# Start of EXERCISE INPUTS

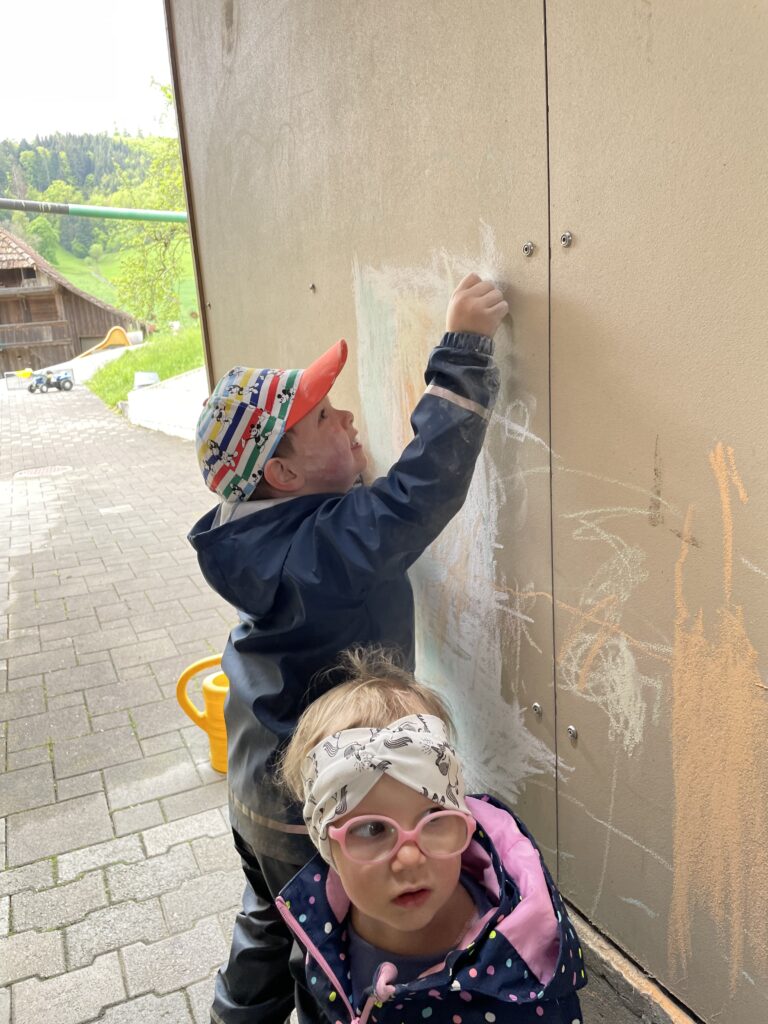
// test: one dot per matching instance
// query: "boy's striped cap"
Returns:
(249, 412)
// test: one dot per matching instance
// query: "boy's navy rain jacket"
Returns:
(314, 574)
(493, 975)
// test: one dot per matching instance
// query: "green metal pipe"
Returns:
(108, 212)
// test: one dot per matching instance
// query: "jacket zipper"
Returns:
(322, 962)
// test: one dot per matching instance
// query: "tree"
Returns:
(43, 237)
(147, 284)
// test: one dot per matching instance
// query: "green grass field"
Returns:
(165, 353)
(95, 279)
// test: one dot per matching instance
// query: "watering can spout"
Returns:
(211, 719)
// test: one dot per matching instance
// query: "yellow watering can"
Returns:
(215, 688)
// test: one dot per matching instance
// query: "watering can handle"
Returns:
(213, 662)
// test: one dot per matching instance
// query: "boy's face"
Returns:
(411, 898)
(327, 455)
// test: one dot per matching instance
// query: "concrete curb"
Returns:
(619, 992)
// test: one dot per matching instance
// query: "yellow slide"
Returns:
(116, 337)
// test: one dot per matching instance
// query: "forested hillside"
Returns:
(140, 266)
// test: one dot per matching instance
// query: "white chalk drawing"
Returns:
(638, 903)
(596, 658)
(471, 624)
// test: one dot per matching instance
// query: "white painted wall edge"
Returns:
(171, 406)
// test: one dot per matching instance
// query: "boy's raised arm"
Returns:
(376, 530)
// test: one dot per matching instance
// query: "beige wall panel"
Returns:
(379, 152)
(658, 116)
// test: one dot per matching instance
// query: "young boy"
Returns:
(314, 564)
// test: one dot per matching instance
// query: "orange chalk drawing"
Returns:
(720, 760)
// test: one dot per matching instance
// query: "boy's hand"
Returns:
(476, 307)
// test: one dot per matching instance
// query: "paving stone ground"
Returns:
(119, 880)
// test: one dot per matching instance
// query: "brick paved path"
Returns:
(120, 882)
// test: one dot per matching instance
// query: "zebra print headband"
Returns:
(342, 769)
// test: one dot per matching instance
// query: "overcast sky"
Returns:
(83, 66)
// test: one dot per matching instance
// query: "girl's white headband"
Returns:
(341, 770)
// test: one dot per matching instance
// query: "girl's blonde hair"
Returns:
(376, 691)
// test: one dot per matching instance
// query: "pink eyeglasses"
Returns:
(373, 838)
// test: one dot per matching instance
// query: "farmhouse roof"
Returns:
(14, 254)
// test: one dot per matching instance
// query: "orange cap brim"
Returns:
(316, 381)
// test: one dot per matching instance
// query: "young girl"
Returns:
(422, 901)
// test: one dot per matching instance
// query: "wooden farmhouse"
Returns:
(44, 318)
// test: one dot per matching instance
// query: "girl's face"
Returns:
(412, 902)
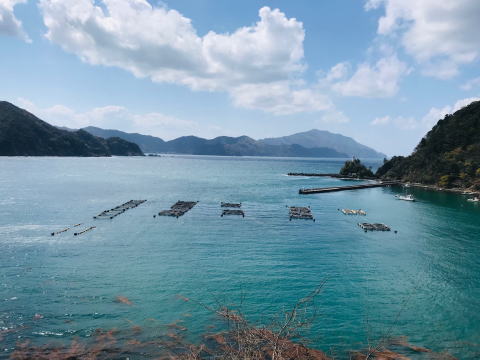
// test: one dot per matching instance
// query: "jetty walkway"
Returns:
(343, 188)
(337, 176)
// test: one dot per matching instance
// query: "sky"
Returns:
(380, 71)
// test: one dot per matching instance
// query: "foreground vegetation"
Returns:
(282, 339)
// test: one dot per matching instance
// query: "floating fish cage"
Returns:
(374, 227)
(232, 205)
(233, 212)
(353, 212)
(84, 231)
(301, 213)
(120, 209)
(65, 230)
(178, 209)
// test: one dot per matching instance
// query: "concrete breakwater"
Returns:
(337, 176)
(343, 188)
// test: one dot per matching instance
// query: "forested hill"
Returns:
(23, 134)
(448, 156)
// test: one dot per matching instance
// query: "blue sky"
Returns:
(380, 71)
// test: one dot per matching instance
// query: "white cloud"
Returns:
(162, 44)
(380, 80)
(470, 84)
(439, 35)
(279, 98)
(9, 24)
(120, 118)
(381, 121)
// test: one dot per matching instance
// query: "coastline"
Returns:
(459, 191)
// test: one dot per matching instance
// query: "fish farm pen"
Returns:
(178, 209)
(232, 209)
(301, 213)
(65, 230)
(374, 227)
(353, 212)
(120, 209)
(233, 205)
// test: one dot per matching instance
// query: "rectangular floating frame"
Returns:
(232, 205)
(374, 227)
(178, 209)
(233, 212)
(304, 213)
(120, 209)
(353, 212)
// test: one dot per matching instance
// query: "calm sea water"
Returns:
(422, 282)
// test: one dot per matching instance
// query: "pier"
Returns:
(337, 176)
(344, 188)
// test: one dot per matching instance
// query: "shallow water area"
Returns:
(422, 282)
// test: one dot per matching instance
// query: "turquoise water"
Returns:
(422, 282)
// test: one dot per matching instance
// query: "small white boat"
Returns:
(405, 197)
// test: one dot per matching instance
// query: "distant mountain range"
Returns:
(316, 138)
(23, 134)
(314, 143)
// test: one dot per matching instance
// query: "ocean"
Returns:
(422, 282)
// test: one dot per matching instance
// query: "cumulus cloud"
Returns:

# End of EXERCISE INPUTS

Transcribe every record above exactly, leaving out the pictures.

// test: one dot per matching instance
// query: "boy's striped cap"
Returns:
(249, 412)
// test: one dot per matching instance
// query: "boy's navy rain jacket"
Returns:
(314, 574)
(493, 975)
// test: one dot per matching instance
// query: "green metal pipe"
Returns:
(108, 212)
// test: one dot per matching instance
// query: "jacket zipper"
Returns:
(322, 962)
// test: one dot per matching instance
// query: "tree"
Returns:
(43, 237)
(147, 284)
// test: one dot per matching instance
// query: "green grass field"
Returns:
(165, 353)
(95, 279)
// test: one dot per matching instance
// query: "watering can spout"
Returns:
(211, 719)
// test: one dot per matching instance
// query: "yellow watering can"
Returns:
(215, 688)
// test: one dot per matching instance
// query: "watering can handle"
Returns:
(213, 662)
// test: one dot per matching instance
// query: "boy's face"
Returns:
(411, 898)
(327, 455)
// test: one dot per matching instance
// query: "concrete curb"
Returns:
(619, 992)
// test: one dot per matching instance
// query: "yellow slide"
Returns:
(116, 337)
// test: one dot per matching instance
// query: "forested hillside"
Returns:
(140, 266)
// test: one dot per matching instance
// query: "white chalk drawing"
Returns:
(638, 903)
(596, 658)
(471, 624)
// test: one dot per matching instance
// query: "white painted wall edge"
Returns:
(171, 406)
// test: one dot per matching instance
// query: "boy's raised arm"
Returns:
(376, 530)
// test: one dot per matching instance
// query: "beige wall panel"
Returns:
(379, 152)
(658, 116)
// test: one dot per matching instance
// query: "young boy"
Returns:
(314, 564)
// test: one dot per matching instance
// query: "orange chalk drawing"
Returns:
(720, 760)
// test: one dot per matching instance
// query: "boy's hand"
Returns:
(476, 307)
// test: one dot per matching instance
// query: "paving stone ground"
Returns:
(119, 880)
// test: one dot per matching instance
// query: "brick paved path"
Returns:
(120, 882)
// test: one dot per matching instance
// query: "zebra print headband"
Returns:
(342, 769)
// test: one dot per matching instance
// query: "overcast sky"
Returns:
(83, 66)
// test: one dot per matching instance
// query: "girl's white headband"
Returns:
(341, 770)
// test: one dot per matching instance
// query: "girl's blonde hair"
Returns:
(376, 691)
// test: one dot per matching instance
// query: "pink eyeglasses"
Returns:
(373, 838)
// test: one dot per matching instance
// query: "farmhouse roof"
Returns:
(14, 254)
// test: one dot per matching instance
// query: "orange cap brim"
Returns:
(316, 381)
// test: one dot per matching instance
// query: "young girl"
Returns:
(422, 901)
// test: one dot per matching instance
// query: "wooden farmhouse"
Returns:
(44, 318)
// test: one dot per matching instance
// query: "girl's face"
Returns:
(412, 902)
// test: one dot per matching instance
// query: "jetty walkway"
Returns:
(343, 188)
(337, 176)
// test: one dot per matching instance
// query: "sky"
Returns:
(380, 71)
// test: one dot per matching instance
// query: "foreground vegetation"
Returns:
(282, 339)
// test: one dot per matching instance
// query: "floating fish cage"
Returns:
(374, 227)
(232, 205)
(233, 212)
(353, 212)
(84, 231)
(301, 213)
(120, 209)
(65, 230)
(178, 209)
// test: one dot per matching instance
// query: "concrete breakwater"
Returns:
(337, 176)
(343, 188)
// test: one dot per matching instance
// query: "forested hill"
Returns:
(23, 134)
(448, 156)
// test: one dot per matching instance
// query: "blue sky"
Returns:
(380, 71)
// test: one dot per matching instance
// query: "white cloud"
Returns:
(162, 44)
(380, 80)
(470, 84)
(439, 35)
(279, 98)
(9, 24)
(120, 118)
(381, 121)
// test: one dot per matching instance
// query: "coastline"
Returns:
(459, 191)
// test: one dot per matching instance
// query: "fish farm pen"
Returns:
(178, 209)
(232, 209)
(301, 213)
(65, 230)
(374, 227)
(353, 212)
(120, 209)
(233, 205)
// test: one dot per matching instance
// query: "rectangular floating frame"
Returns:
(232, 205)
(374, 227)
(178, 209)
(233, 212)
(304, 213)
(120, 209)
(353, 212)
// test: one dot per matching instance
// query: "calm sea water"
Returns:
(422, 282)
// test: one dot per matching instance
// query: "pier"
Returns:
(337, 176)
(344, 188)
// test: one dot per matching instance
// query: "shallow water area"
Returns:
(422, 282)
// test: one dot per matching instance
// query: "turquoise water"
Returns:
(422, 282)
// test: one dot per matching instance
// query: "small white boat"
Returns:
(405, 197)
// test: one dot per matching instance
// query: "distant mountain range"
Returns:
(316, 138)
(23, 134)
(314, 143)
// test: one dot per matching instance
// query: "ocean"
Returns:
(422, 282)
// test: one dot per matching instance
// query: "cumulus cloud"
Returns:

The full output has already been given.